• **Objectifs**:
1. Relevez toutes les phrases interrogatives que contient le texte sur les émissions de téléréalité familiales.
2. Prolongez le texte sur les émissions de téléréalité familiales en reprenant juste après sa dernière phrase.

• **Extrait fourni**:
Des rôles extrêmement stéréotypés
Depuis qu’une génération de stars de la téléréalité française est devenue mère, de nouveaux programmes autour de la famille sont apparus sur nos écrans. Sont-ils aussi sexistes ? Diffusent-ils d’autres stéréotypes sur les femmes ?
Une émission qui s’appelle Mamans et célèbres et non Parents et célèbres – alors qu’un père parmi les candidats est connu dans ce milieu depuis plusieurs années tandis que sa femme était inconnue -, c’est déjà du sexisme.
Ces programmes alignent les stéréotypes de genre, sur la manière dont devraient être éduquer les petites filles et les petits garçons.
Dès la gender reveal [la fête prénatale durant laquelle le genre du futur bébé est annoncé, ndlr] mise en scène, qui est un moment de sexisme absolu, ces programmes alignent les stéréotypes de genre, sur la manière dont devraient être éduqués les petites filles et les petits garçons.
Et puis, ces nouvelles émissions expliquent en permanence que les pères et les mères ont des rôles différents. Ces candidates ont un travail, mais ce n’est jamais ce qui est mis en avant. Leur plus beau travail ? Celui de mère et d’épouse. Bien sûr, cela n’est jamais dit et montré pour les pères.

• **Données présentées**:
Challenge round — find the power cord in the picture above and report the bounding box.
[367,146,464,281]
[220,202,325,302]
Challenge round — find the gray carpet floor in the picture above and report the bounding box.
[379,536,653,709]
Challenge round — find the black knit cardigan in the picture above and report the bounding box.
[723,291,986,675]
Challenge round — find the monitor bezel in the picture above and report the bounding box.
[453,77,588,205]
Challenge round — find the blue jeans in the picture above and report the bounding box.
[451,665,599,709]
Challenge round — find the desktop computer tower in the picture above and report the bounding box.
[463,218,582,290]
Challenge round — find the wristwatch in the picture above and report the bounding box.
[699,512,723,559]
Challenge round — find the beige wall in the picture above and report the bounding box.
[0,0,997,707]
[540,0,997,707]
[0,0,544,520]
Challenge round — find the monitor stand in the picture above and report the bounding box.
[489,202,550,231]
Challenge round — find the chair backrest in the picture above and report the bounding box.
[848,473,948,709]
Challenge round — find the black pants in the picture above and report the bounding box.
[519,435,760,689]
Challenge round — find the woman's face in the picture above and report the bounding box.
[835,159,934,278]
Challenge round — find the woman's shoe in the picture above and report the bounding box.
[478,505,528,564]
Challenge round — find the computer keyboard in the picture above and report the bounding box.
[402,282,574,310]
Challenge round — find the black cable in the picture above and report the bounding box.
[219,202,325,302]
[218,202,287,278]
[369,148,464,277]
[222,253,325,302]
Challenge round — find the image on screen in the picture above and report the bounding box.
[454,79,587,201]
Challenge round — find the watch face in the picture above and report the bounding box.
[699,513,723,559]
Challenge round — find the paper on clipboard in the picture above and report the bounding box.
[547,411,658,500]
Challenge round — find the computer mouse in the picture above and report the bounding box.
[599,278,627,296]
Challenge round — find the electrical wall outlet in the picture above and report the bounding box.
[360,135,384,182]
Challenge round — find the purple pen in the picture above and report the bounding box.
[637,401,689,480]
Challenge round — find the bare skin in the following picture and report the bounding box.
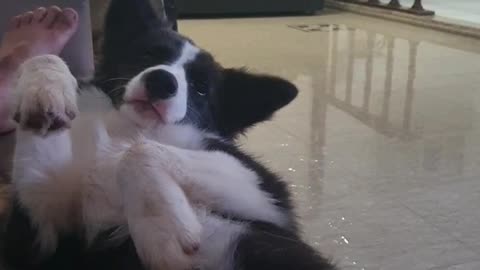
[0,6,78,134]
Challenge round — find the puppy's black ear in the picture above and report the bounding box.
[104,0,169,47]
[215,69,298,138]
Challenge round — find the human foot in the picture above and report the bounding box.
[0,6,78,134]
[0,6,78,60]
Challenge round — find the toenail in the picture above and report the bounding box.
[33,7,47,21]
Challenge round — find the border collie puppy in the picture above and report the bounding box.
[3,0,334,270]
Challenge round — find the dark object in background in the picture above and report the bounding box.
[175,0,324,16]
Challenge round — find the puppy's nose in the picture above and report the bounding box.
[143,69,178,101]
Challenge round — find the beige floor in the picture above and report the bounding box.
[180,10,480,270]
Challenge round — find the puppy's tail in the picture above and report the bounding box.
[235,224,337,270]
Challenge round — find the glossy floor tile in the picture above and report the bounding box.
[404,0,480,23]
[180,12,480,270]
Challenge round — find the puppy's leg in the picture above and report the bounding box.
[118,141,201,269]
[13,55,77,252]
[137,145,290,227]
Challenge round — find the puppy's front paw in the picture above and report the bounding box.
[15,55,78,135]
[129,217,202,270]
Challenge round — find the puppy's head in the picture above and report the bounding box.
[97,0,297,138]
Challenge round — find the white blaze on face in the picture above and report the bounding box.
[123,42,200,123]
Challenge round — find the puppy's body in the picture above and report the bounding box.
[5,0,333,270]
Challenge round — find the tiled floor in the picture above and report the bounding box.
[180,14,480,270]
[400,0,480,24]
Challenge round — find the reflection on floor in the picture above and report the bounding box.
[181,14,480,270]
[400,0,480,24]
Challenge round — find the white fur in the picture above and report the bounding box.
[122,42,200,127]
[14,54,286,269]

• **Résultats par tâche**:
1.
- « Sont-ils aussi sexistes ? »
- « Diffusent-ils d'autres stéréotypes sur les femmes ? »
- « Leur plus beau travail ? »

2.
Sur les réseaux sociaux, ces candidates sont la cible de beaucoup d’attaques sur leur rôle de mère. Elles sont scrutées. Une prise de poids trop rapide durant la grossesse est critiquée. Trop lente ? Critiquée aussi. Toutes ont été accusées d’être une mauvaise mère.
Pour mieux lutter contre ces scènes sexistes, que devrait faire davantage, mieux ou différemment l’Arcom (ex-CSA, qui a fusionné avec Hadopi) ?
Il faudrait que l’Arcom ait une possibilité de réagir de manière rapide, puis que la sanction soit immédiate et lourde. Une punition d’une semaine de diffusion, par exemple.
Quand le CSA avait menacé la chaîne NRJ12 d’interdire Les Anges aux moins de 12 ans [en raison des propos stéréotypés, dégradants et sexistes, ndlr], la production avait commencé à faire attention à ce qu’elle diffusait.
En réalité, la majorité des programmes sont aujourd’hui sur les réseaux sociaux. En stories, chaque jour, les candidats font leur propre téléréalité. Là, il n’y a pas de CSA. Ils peuvent faire ce qu’ils veulent.
Du casting au montage : la responsabilité des sociétés de production
Quelle est la responsabilité des sociétés de production ?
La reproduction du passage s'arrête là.